This is the second in a series on Smart Farming; this one focusing on things way above the Earth and well, the earth of the Earth.  This is a post about how technology projects can be applied to increasingly important sustainability issues of all sorts, including, literally the soil under our feet.  It’s also a post about collaboration, combining different disciplines, and listening to stakeholders, all important principles of the 7th Edition PMBOK® Guide.

  I open with a quote from the article from UMass Magazine.

A few years ago, (UMass) geosciences Assistant Professor Isaac Larsen was driving along in the Midwest, near where he grew up. “The hilltops in the landscape no longer had organic rich soil—just subsoil. I could tell by the color,” he recalls. A big driver of soil erosion and degradation is the plow. “Every time a plow goes across the landscape, it fluffs up the soil,” Larsen explains, "and the soil moves down the slope.” Over the course of a century and a half, that’s a lot of soil.

+===+

:: GIVEN REQUEST ::
Extract the passage of the smart farming post that begins with "A few years" and runs up to and including "lot of soil.". The entries have no connection to the smart farming post.

:: PROVIDED RECORDS ::

+===+

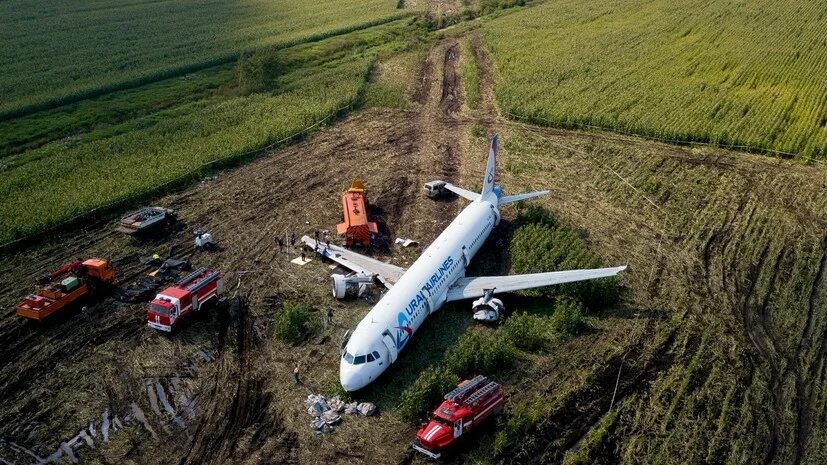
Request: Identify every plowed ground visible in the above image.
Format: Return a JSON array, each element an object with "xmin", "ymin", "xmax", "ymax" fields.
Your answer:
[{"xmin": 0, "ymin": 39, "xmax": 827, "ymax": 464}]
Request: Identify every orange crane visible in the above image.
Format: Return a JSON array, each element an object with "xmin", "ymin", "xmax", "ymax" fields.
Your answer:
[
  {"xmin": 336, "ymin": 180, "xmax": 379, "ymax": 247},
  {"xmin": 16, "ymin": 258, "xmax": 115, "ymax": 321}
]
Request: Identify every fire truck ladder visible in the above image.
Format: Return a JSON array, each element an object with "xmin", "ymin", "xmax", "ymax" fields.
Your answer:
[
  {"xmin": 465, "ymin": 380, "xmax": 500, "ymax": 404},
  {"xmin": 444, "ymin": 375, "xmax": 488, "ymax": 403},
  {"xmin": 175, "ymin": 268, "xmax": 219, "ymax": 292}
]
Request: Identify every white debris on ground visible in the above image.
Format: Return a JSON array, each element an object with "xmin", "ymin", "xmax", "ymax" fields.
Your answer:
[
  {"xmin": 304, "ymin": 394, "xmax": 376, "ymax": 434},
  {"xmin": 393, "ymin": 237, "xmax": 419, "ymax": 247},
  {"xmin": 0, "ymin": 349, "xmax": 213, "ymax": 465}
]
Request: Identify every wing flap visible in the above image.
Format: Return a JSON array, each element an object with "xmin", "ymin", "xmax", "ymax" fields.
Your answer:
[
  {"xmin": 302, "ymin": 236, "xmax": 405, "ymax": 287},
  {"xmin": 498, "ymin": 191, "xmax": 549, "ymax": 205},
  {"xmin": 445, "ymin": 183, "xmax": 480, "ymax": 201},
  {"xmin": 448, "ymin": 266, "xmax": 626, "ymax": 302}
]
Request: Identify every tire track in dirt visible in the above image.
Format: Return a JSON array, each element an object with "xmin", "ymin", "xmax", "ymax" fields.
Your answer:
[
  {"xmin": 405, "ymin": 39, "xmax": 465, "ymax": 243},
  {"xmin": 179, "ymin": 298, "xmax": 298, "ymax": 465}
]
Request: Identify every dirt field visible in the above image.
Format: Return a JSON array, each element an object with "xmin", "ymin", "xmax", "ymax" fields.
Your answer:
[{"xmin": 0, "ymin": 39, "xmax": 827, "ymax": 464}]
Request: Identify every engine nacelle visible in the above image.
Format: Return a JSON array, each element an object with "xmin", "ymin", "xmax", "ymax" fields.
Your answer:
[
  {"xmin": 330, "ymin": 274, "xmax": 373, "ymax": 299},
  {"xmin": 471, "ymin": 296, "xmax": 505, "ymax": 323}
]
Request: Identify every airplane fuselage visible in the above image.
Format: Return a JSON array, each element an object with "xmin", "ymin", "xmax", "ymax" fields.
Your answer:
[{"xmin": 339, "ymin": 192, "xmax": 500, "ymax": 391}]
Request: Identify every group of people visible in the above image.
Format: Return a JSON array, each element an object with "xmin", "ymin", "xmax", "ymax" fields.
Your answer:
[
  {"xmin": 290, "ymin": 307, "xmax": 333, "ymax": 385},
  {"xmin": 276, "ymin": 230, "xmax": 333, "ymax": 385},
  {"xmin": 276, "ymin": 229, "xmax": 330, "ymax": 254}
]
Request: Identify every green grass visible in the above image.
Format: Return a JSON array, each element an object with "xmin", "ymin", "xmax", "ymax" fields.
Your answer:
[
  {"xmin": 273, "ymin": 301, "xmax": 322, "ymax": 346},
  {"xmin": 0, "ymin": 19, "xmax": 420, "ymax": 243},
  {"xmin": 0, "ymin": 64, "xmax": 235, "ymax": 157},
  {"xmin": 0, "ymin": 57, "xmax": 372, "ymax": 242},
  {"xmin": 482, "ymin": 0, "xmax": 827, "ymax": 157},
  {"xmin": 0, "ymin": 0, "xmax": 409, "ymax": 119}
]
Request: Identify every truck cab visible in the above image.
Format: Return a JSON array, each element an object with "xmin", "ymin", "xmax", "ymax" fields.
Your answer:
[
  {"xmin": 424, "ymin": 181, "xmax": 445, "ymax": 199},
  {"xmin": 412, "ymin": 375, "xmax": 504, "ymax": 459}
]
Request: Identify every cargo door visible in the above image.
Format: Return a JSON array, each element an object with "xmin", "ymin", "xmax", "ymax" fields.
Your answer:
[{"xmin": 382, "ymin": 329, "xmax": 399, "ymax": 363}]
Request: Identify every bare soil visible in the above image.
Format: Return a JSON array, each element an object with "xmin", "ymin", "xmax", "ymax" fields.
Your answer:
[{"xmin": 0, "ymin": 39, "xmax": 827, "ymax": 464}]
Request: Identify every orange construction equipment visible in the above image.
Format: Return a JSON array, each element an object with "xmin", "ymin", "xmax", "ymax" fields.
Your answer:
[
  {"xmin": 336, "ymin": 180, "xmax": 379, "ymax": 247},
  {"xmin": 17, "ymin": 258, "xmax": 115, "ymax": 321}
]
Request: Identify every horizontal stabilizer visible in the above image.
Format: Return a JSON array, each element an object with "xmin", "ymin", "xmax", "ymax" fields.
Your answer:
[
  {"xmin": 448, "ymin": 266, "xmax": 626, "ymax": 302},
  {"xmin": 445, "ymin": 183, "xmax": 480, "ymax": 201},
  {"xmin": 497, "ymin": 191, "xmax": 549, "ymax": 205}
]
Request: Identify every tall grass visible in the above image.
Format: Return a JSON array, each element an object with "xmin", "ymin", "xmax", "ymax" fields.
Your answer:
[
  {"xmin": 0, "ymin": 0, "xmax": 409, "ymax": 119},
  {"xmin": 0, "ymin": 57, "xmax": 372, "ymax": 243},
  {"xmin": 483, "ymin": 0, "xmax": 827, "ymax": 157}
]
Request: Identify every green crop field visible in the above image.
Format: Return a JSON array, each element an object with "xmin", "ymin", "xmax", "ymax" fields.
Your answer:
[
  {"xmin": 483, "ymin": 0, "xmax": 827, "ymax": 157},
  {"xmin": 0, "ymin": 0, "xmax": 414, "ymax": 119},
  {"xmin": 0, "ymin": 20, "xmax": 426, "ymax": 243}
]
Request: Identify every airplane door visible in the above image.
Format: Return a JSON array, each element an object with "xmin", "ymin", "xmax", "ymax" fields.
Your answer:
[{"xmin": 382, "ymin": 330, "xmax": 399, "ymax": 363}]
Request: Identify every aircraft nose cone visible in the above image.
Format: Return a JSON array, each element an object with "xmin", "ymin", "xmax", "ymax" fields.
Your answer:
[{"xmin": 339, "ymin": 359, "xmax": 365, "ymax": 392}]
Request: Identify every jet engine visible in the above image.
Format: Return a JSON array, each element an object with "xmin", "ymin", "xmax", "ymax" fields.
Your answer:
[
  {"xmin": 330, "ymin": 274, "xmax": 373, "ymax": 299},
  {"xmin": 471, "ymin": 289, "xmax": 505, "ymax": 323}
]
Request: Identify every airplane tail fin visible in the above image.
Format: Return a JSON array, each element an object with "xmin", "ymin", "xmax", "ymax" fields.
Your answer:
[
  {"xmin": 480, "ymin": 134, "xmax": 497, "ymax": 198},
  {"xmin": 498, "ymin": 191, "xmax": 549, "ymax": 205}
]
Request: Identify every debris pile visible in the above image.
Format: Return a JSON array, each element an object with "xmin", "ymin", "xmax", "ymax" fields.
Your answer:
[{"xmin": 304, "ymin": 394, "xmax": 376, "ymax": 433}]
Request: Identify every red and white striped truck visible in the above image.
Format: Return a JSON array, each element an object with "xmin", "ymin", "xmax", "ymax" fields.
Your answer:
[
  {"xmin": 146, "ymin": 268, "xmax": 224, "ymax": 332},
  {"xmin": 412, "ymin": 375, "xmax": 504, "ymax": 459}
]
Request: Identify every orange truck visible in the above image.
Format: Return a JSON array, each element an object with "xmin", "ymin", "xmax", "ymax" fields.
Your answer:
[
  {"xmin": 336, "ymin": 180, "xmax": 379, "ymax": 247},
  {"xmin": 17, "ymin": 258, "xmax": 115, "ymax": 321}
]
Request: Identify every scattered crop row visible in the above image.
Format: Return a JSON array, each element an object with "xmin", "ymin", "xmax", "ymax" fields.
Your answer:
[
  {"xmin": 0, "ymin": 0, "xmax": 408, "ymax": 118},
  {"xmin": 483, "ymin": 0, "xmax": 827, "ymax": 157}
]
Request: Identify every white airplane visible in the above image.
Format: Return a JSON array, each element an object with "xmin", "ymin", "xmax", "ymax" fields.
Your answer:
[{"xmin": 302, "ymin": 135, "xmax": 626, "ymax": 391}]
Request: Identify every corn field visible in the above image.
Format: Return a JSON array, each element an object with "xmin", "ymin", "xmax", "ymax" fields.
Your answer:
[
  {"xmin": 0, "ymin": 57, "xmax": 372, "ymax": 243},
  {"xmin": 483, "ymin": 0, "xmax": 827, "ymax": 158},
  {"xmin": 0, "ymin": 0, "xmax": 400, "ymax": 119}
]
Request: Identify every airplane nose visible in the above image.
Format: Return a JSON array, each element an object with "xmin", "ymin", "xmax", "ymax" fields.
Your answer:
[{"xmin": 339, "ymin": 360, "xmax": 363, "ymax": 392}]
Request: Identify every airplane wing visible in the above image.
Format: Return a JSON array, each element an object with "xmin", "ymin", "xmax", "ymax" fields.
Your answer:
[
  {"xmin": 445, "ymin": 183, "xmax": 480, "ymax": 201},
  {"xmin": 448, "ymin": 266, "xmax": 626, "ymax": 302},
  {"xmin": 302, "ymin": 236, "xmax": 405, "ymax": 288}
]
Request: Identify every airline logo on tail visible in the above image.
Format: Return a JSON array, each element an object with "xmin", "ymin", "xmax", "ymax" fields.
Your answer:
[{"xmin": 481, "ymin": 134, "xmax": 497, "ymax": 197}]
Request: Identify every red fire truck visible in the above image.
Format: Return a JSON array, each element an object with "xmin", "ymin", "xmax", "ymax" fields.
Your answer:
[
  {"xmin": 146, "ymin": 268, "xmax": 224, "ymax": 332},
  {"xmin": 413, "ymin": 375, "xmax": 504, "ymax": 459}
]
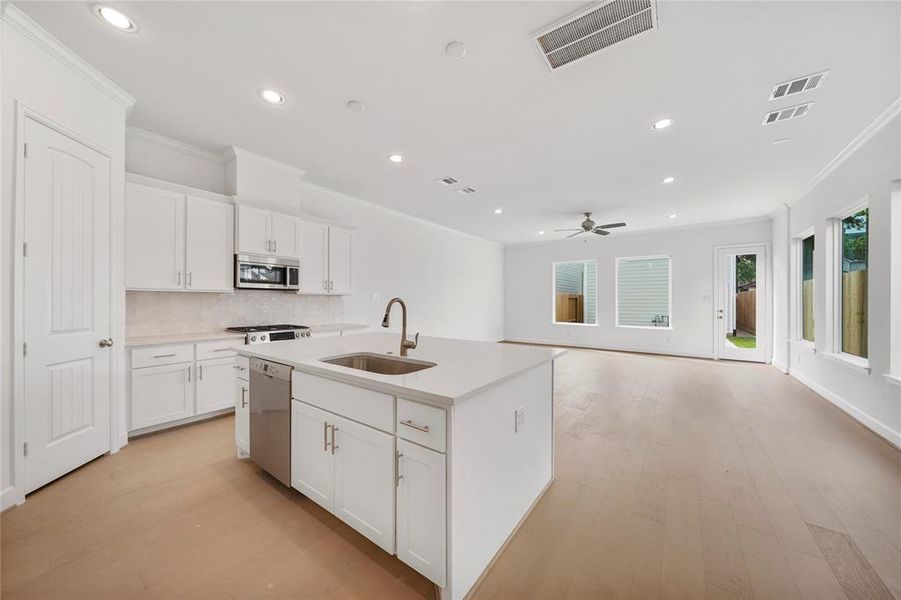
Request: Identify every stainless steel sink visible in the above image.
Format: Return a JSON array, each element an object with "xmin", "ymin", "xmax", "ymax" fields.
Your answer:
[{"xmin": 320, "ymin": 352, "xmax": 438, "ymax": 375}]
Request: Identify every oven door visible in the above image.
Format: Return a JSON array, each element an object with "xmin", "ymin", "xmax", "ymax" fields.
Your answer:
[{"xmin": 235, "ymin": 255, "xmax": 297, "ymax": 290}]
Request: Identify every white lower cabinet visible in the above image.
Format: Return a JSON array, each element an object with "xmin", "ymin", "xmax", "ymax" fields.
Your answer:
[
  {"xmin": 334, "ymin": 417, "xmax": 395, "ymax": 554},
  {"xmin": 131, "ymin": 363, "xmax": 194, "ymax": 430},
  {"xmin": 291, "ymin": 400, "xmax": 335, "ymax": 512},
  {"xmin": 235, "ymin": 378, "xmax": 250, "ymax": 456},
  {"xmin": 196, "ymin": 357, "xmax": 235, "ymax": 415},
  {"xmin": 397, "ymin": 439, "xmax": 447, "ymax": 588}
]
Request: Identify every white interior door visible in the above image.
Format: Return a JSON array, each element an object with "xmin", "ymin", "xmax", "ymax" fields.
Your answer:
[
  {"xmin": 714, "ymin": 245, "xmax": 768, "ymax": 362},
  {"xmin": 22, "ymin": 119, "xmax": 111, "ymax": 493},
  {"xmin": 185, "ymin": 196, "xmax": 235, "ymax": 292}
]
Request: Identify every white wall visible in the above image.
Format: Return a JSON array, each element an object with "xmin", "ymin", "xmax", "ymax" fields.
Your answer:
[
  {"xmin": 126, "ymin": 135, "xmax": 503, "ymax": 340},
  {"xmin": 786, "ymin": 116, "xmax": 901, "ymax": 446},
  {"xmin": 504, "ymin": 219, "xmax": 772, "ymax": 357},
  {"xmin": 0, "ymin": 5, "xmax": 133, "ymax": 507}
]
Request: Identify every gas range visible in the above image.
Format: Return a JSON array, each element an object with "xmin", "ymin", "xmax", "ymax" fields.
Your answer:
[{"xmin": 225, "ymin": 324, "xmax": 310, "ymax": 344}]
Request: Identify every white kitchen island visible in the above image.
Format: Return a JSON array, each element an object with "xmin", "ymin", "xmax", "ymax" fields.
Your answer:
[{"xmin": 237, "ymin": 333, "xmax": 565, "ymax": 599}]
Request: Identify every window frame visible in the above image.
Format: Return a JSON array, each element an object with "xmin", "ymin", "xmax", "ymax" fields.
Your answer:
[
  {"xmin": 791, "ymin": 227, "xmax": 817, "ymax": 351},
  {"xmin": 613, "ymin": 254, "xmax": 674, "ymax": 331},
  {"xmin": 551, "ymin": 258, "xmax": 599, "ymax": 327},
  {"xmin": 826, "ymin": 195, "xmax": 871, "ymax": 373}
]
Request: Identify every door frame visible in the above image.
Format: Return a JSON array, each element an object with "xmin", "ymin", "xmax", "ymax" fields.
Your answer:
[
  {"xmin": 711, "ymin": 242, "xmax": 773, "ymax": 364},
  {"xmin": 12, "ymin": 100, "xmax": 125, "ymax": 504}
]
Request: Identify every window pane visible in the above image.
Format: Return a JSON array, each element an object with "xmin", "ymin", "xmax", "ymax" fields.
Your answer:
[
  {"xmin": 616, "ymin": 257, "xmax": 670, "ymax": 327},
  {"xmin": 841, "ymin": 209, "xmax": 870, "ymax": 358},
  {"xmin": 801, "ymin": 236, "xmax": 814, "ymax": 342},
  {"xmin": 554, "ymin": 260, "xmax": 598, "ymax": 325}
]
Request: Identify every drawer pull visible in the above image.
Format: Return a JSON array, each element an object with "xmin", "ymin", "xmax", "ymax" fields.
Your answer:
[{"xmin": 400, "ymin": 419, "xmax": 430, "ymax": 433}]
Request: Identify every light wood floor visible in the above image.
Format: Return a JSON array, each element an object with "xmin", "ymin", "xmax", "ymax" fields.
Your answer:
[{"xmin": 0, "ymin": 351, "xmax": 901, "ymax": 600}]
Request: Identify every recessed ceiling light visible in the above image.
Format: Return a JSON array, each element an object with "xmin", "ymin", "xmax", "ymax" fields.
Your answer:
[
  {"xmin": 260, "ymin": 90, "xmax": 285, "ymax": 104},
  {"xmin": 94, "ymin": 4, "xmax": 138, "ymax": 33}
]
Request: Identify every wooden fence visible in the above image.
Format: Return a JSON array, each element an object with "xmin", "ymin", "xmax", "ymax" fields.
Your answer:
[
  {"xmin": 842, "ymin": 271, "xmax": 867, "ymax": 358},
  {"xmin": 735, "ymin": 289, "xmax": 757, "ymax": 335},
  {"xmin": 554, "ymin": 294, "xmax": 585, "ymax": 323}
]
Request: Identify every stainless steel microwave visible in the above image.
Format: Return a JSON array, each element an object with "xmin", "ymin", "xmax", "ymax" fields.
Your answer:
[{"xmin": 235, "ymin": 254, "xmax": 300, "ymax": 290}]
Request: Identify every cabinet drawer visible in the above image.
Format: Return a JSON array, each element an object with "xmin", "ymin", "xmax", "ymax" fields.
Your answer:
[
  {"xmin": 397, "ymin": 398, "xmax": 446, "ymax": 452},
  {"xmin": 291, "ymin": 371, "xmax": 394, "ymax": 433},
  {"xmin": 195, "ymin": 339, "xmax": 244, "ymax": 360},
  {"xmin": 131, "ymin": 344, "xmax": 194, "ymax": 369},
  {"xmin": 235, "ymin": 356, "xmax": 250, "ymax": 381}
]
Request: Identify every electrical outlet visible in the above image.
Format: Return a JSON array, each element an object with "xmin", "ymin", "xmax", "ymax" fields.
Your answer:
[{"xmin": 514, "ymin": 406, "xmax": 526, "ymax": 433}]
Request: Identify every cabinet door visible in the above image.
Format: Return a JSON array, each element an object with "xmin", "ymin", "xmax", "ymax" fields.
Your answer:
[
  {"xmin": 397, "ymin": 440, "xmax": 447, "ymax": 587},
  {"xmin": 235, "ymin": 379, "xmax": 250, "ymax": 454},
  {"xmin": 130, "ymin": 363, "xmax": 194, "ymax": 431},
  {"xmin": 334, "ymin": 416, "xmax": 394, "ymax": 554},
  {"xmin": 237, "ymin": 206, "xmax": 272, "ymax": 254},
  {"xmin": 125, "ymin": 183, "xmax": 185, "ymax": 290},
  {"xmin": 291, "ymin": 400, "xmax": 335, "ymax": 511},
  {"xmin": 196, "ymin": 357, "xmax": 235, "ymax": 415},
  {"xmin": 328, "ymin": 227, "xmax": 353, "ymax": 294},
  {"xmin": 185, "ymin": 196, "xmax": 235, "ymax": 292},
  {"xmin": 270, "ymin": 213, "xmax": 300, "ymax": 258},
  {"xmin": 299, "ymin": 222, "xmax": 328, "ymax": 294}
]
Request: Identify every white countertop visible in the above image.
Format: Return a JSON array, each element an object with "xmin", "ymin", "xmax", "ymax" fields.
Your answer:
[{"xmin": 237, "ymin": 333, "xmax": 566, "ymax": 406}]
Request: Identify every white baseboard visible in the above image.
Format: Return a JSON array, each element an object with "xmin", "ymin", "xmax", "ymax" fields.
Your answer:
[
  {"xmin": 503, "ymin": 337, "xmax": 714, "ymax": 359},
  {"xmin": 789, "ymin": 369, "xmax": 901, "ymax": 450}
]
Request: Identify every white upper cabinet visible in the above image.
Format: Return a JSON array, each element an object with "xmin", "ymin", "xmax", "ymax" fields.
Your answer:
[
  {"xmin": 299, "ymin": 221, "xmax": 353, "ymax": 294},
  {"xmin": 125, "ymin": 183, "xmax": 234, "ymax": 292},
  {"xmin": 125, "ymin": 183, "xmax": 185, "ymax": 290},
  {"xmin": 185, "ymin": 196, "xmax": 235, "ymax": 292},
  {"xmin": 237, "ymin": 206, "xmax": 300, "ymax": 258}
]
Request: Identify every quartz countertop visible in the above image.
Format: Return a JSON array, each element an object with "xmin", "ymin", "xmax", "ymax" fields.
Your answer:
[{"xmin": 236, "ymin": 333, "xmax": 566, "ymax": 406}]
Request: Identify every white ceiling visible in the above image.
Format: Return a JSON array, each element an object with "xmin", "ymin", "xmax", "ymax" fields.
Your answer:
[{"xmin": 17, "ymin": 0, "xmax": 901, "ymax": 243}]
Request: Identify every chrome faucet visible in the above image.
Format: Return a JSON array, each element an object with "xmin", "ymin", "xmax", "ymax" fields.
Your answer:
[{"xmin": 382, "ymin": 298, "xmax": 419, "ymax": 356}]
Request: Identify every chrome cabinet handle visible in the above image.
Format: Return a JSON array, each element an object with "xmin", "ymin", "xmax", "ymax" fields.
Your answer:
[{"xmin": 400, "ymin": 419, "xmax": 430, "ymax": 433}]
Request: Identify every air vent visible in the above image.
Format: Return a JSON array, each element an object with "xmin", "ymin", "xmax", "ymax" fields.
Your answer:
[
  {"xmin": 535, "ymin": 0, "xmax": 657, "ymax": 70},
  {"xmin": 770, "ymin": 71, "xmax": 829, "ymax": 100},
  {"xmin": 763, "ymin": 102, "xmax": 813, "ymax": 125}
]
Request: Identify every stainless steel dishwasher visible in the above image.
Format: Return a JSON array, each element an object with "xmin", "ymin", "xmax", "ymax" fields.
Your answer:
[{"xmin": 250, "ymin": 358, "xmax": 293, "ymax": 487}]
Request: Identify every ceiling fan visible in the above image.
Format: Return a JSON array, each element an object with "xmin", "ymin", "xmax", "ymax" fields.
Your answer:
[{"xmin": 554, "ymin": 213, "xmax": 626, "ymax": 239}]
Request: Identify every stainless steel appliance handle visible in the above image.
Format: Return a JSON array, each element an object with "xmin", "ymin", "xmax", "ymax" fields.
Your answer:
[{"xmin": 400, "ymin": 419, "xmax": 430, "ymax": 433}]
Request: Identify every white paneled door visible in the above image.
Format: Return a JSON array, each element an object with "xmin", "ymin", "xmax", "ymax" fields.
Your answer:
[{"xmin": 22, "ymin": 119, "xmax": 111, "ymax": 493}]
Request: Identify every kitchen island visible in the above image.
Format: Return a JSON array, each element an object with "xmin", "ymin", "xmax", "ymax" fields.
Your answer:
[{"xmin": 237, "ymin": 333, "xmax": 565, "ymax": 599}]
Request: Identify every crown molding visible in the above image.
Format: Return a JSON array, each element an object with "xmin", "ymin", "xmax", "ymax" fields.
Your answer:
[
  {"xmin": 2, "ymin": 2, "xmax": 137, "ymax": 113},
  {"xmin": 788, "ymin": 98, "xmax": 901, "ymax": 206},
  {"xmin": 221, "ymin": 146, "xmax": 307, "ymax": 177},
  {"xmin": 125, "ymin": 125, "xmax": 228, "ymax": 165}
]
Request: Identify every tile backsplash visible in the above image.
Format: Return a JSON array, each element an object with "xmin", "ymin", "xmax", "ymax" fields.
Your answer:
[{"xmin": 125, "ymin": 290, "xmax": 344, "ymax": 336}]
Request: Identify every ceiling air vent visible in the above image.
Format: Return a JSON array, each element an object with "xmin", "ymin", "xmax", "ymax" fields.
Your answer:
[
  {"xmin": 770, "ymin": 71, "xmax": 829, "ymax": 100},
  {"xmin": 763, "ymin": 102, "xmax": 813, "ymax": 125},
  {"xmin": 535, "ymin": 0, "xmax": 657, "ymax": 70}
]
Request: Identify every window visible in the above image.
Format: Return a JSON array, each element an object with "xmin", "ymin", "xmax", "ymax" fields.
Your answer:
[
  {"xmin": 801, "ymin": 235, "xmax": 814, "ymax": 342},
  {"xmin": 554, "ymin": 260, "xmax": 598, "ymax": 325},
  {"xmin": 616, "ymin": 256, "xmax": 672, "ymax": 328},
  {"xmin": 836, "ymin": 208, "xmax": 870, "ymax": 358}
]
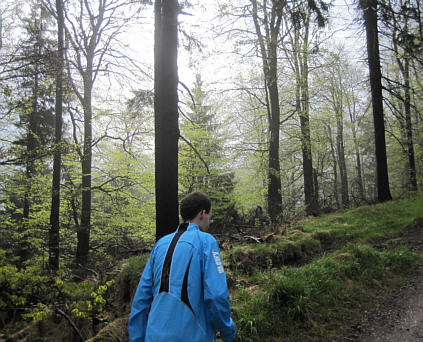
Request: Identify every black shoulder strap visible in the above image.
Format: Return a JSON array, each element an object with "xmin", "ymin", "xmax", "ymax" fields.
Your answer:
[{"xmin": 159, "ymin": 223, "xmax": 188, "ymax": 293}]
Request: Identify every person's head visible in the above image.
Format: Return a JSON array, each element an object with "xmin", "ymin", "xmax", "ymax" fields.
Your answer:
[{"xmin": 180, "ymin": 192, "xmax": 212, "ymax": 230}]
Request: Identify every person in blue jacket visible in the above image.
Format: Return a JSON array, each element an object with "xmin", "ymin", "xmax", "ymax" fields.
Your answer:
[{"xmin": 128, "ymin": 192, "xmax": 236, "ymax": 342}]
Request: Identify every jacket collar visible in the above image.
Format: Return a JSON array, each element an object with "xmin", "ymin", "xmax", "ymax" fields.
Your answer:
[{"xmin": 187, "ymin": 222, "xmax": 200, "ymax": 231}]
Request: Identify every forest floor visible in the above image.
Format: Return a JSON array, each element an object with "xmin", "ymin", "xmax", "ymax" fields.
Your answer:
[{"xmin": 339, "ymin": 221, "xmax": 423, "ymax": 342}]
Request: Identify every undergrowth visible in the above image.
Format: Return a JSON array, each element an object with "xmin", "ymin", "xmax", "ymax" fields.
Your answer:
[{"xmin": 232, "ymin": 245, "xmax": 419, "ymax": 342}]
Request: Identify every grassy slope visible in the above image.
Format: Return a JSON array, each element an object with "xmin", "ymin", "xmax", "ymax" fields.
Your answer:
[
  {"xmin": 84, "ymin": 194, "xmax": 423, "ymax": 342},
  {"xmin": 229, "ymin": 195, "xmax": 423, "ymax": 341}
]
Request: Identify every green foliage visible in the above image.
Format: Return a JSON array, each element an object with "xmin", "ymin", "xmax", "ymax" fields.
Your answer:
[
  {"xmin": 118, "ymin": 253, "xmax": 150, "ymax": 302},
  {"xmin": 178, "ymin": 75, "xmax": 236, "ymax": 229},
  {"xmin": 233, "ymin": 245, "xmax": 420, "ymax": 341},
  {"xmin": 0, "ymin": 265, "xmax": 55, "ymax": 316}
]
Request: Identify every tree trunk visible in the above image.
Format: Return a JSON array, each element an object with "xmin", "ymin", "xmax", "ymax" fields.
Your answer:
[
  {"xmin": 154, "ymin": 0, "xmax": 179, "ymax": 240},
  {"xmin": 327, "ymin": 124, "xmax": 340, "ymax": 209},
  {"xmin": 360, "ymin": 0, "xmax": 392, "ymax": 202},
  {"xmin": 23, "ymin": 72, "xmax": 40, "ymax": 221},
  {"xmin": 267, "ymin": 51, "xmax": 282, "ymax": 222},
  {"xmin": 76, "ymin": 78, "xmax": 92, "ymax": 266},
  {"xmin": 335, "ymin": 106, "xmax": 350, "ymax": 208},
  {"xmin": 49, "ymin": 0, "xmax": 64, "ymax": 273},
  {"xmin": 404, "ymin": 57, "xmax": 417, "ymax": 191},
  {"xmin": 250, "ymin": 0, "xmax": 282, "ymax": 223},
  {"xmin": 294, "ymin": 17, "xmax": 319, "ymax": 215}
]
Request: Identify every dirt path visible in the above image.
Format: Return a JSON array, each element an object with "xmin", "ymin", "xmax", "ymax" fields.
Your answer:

+===+

:: ANSWER FOR THE TASK ::
A few years ago, (UMass) geosciences Assistant Professor Isaac Larsen was driving along in the Midwest, near where he grew up. “The hilltops in the landscape no longer had organic rich soil—just subsoil. I could tell by the color,” he recalls. A big driver of soil erosion and degradation is the plow. “Every time a plow goes across the landscape, it fluffs up the soil,” Larsen explains, "and the soil moves down the slope.” Over the course of a century and a half, that’s a lot of soil.